- Document section:

In the Agreement on Reforming Research Assessment, published in 2022 by the Coalition for Advancing Research Assessment (CoARA), ‘openness’ is recognised as being integral to the practices by which research is conducted, communicated and validated, and is identified as a key dimension of research assessment. Under the ‘Quality and impact’ principle of research assessment it states: ‘Openness of research, and results that are verifiable and reproducible where applicable, strongly contribute to quality’. Under the principle ‘Diversity, inclusiveness and collaboration’, signatories agree to:

Consider… the full range of research outputs, such as scientific publications, data, software, models, methods, theories, algorithms, protocols, workflows, exhibitions, strategies, policy contributions, etc., and reward research behaviour underpinning open science practices such as early knowledge and data sharing as well as open collaboration within science and collaboration with societal actors where appropriate.

National and institutional assessment practices need to develop

The greater emphasis on open research in the research assessment reform agenda is relatively recent, and national and institutional research assessment policies have so far reflected a prevailing focus on publications and the responsible use of publication metrics. In a survey undertaken by the OR4 project in 2023, 44 or 73% of 60 UK institutions stated that they had a responsible research assessment statement or policy. The majority of these were focused on the responsible use of publication metrics.7 In scope and terminology many of these statements follow and reference DORA and the Leiden Manifesto.

The almost exclusive focus on the assessment of research publications is understandable, given their prominence in the systems of academic recognition and reward. In REF 2021, of 185,353 outputs submitted, 180,509 or 97.4% fell into the main academic publications categories A-E (including authored and edited books, book chapters, journal articles and conference contributions). 154,826 outputs or 83.5% of the total were journal articles. The number of research data sets and databases submitted was 31; the number of software outputs was 11 (Figure 2).8

Figure 2: REF 2021 submitted outputs by output type

This heavily skewed distribution is the focus of the Hidden REF initiative, which emerged in the runup to the 2021 REF. This campaign highlighted the lack of representation in submissions for non-academic research contributors (such as data scientists, technicians and research software engineers) and for ‘non-traditional’ outputs (i.e. other than publications). Now that the UK is on track for REF 2029, the Hidden REF is campaigning on a 5% manifesto: a target for HEIs to submit at least 5% of non-traditional research outputs. This will be a challenging target to meet, given that in REF 2021 only 2.4% of non-traditional outputs were submitted.

But the landscape is beginning to change, and institutions will need to develop policies that better align to the principles of responsible research assessment and that are more representative of the full diversity of research and research-related activities and outputs.

- Records supplied:
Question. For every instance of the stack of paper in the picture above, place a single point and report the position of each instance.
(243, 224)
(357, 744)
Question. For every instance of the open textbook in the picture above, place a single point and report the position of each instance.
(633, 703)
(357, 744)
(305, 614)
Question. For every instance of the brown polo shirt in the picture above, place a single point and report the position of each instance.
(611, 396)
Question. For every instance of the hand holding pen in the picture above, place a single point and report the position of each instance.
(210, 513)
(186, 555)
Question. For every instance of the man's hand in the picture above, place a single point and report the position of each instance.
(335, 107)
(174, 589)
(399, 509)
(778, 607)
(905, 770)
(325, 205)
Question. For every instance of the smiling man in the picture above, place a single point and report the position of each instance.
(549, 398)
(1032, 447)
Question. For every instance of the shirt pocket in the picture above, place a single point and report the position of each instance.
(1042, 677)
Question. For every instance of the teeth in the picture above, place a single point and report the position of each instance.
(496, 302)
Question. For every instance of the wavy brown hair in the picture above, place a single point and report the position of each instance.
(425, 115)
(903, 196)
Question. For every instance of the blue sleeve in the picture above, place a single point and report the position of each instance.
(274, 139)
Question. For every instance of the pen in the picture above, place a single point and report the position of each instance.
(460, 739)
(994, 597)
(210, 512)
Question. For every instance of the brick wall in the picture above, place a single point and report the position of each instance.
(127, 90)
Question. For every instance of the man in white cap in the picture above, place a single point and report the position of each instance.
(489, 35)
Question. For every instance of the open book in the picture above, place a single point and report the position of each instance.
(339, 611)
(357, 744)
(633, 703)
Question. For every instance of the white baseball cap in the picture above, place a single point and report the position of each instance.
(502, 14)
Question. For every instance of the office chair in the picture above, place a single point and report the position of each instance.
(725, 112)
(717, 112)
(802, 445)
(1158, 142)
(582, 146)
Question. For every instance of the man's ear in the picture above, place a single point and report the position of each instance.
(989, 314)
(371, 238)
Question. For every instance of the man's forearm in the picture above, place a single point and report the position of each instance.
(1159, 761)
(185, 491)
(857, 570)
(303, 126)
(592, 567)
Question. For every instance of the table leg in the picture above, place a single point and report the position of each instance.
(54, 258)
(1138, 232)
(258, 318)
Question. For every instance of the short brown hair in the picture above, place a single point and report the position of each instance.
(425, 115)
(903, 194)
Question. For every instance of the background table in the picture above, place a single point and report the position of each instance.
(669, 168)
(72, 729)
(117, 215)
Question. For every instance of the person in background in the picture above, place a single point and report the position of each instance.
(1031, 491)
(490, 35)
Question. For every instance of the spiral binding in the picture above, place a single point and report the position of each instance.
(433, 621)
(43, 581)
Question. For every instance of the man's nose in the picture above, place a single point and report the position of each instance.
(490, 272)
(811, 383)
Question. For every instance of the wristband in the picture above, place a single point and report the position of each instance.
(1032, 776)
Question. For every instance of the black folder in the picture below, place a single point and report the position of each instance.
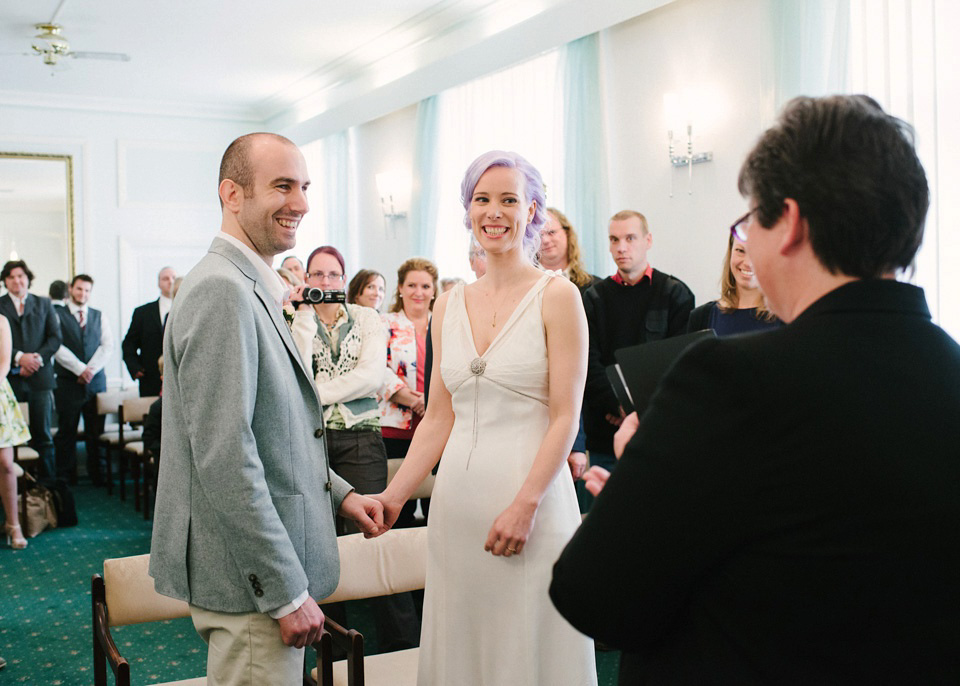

- Directions:
a – Translate this sentence from the research assessment passage into Spanish: "The almost exclusive focus on the assessment of research publications is understandable, given their prominence in the systems of academic recognition and reward."
b – From the research assessment passage, extract the text between "The greater emphasis" and "the Leiden Manifesto.", inclusive.
c – According to the research assessment passage, what share of non-traditional research outputs is the Hidden REF's 5% manifesto asking HEIs to submit?

- Replies:
a – El enfoque casi exclusivo en la evaluación de las publicaciones de investigación es comprensible, dada su prominencia en los sistemas de reconocimiento y recompensa académicos.

b –
The greater emphasis on open research in the research assessment reform agenda is relatively recent, and national and institutional research assessment policies have so far reflected a prevailing focus on publications and the responsible use of publication metrics. In a survey undertaken by the OR4 project in 2023, 44 or 73% of 60 UK institutions stated that they had a responsible research assessment statement or policy. The majority of these were focused on the responsible use of publication metrics.7 In scope and terminology many of these statements follow and reference DORA and the Leiden Manifesto.

c – At least 5% of non-traditional research outputs.